── Supplied records ──

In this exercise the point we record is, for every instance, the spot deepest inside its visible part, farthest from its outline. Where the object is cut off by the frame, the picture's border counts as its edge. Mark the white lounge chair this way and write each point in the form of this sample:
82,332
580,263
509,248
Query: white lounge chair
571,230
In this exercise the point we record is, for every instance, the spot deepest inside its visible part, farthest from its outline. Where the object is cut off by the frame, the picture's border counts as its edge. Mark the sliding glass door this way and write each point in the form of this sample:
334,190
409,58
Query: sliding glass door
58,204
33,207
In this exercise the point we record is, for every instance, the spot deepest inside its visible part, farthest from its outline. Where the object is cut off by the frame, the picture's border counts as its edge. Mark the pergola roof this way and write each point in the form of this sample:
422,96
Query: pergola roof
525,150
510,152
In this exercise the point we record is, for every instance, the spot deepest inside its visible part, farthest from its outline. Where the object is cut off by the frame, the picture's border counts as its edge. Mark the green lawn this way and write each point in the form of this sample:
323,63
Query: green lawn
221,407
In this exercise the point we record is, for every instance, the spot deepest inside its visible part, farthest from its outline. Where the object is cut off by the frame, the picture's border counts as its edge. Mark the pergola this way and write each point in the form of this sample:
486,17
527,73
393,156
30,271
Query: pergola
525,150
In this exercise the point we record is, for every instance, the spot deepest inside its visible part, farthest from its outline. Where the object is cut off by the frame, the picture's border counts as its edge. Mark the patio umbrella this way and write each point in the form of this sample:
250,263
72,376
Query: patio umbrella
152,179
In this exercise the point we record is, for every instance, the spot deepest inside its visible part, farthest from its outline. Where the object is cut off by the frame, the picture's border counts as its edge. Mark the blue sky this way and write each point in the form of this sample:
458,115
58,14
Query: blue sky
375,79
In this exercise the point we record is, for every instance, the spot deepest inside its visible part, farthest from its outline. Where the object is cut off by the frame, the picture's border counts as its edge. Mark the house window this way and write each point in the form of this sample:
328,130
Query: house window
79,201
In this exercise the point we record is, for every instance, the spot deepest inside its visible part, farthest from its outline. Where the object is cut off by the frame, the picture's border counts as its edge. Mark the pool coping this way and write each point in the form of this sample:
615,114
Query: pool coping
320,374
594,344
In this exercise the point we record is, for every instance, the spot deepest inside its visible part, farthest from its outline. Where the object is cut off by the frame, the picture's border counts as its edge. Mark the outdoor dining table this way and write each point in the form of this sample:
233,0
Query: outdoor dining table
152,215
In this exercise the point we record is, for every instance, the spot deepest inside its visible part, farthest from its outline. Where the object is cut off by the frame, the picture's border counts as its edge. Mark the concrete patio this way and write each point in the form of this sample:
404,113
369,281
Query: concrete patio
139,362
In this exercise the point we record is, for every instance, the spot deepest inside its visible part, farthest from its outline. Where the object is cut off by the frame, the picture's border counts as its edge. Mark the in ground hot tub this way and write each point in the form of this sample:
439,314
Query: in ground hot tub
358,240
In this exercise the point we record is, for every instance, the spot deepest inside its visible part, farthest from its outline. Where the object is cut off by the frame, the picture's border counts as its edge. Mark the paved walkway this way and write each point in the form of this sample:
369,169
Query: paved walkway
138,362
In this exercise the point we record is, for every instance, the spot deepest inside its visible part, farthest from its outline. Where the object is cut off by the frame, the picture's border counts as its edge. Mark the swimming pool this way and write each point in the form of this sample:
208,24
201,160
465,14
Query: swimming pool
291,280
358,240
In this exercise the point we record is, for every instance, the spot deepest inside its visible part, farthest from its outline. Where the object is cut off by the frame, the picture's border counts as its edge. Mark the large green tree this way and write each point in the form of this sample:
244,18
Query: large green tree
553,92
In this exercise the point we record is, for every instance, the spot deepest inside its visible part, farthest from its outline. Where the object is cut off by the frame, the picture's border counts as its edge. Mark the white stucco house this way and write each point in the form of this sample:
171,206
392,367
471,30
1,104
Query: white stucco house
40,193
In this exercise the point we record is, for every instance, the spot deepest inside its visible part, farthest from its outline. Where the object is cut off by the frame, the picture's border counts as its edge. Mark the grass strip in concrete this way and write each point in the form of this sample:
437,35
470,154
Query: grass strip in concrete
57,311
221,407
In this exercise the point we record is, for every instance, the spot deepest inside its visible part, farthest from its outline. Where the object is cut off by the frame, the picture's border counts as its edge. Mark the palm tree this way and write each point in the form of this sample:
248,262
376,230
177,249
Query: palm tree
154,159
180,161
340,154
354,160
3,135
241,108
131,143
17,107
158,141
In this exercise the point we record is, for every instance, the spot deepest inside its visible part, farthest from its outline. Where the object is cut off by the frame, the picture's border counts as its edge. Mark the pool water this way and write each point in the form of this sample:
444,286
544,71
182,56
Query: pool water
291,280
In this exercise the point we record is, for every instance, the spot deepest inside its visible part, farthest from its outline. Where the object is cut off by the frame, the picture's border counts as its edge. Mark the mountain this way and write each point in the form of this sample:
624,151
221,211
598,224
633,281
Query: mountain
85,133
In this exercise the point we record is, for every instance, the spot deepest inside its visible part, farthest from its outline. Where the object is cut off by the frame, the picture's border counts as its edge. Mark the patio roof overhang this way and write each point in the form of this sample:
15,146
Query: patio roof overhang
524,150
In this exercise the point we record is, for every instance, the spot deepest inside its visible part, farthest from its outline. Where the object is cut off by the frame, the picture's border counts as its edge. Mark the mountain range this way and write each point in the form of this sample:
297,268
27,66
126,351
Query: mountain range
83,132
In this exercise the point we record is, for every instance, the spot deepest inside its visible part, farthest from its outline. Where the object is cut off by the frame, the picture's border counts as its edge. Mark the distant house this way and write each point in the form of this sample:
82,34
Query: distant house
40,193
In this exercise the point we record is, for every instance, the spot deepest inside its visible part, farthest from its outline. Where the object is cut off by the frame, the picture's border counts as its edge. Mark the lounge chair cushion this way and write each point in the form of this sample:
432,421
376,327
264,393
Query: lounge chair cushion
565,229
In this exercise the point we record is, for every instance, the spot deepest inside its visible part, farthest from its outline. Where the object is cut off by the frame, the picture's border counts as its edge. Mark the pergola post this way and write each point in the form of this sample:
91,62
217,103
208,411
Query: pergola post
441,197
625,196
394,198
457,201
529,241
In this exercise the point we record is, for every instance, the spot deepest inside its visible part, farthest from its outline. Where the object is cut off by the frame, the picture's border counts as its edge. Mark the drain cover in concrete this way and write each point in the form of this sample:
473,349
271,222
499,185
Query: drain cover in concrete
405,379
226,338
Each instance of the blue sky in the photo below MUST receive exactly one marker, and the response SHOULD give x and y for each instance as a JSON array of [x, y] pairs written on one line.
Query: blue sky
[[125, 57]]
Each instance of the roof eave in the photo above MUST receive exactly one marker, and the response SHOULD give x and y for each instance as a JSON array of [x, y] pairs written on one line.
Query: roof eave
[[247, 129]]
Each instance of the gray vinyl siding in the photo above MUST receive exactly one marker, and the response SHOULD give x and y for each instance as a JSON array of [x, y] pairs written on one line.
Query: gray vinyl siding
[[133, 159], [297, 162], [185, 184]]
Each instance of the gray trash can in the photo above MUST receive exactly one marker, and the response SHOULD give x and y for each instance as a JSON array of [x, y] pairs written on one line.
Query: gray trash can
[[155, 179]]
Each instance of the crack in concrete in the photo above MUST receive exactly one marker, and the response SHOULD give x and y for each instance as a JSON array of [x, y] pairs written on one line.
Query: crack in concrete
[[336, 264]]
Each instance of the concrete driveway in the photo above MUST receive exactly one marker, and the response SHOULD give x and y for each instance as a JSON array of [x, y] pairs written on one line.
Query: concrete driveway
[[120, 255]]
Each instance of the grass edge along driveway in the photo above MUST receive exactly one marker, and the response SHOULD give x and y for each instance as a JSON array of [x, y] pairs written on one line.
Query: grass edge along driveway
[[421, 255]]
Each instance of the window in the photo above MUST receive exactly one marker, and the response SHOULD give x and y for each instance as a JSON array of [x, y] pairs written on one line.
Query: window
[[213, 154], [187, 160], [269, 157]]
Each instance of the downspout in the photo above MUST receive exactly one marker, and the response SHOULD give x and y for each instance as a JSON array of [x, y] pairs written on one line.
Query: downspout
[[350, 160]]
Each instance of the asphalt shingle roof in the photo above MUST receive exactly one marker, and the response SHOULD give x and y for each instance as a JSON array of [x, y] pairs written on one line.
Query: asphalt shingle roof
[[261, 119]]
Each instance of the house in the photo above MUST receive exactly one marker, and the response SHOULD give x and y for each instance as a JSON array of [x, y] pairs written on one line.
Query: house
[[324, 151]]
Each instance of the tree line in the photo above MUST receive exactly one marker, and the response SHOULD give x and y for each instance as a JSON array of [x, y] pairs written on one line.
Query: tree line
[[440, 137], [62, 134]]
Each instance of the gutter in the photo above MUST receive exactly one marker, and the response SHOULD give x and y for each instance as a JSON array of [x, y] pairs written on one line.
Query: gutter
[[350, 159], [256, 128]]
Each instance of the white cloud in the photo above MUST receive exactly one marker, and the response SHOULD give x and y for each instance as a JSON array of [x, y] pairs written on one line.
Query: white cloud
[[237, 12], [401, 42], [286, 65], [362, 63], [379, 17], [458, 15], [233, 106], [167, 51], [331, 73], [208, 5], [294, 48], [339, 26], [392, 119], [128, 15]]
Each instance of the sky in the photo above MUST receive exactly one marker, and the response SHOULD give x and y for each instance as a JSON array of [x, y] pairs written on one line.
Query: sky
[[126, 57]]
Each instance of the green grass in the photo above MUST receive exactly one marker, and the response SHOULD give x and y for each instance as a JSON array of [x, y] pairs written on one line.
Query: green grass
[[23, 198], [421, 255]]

───

**Exercise directions**.
Reproduce verbatim the part of the material above that opens with the line containing "Each instance of the house" and continues through the end of the material.

**Result of the exercise**.
Each instance of the house in the photo above MUST receive exactly one marker, and the response SHOULD give x and y for each instance as a JSON array of [x, y] pairs written on one line.
Query: house
[[324, 151]]
Each instance of the tree line in the photo above MUST receive exactly one marker, and the response SHOULD give x and y for each instance as a JSON array of [x, y] pairs written on one line.
Query: tree line
[[440, 137], [62, 134]]
Each instance of the gutter in the photo above MUST receive exactly one marker, and the response SHOULD give x and y for each instance as a JSON array of [x, y] pairs written on one line.
Query: gutter
[[350, 159], [256, 128]]
Each instance of the white cloud in the photo above MUST receive exactly one marker, and the response SHOULD give x and y for each instance as a JSON array of [x, y] pairs written on one line.
Query: white cloud
[[237, 12], [401, 42], [286, 65], [362, 63], [379, 17], [458, 15], [233, 106], [167, 51], [331, 73], [208, 5], [294, 48], [339, 26], [392, 119], [128, 15]]
Each instance of the sky in the photo above MUST receive exactly one marker, and the response SHOULD give x and y for each instance as a JSON array of [x, y] pairs written on one line.
Query: sky
[[126, 57]]
Each instance of the green grass in the photo above MUST receive exactly one marker, and the response SHOULD give x and y for each instance as a JSON array of [x, y] pairs written on one line.
Query: green grass
[[23, 198], [421, 255]]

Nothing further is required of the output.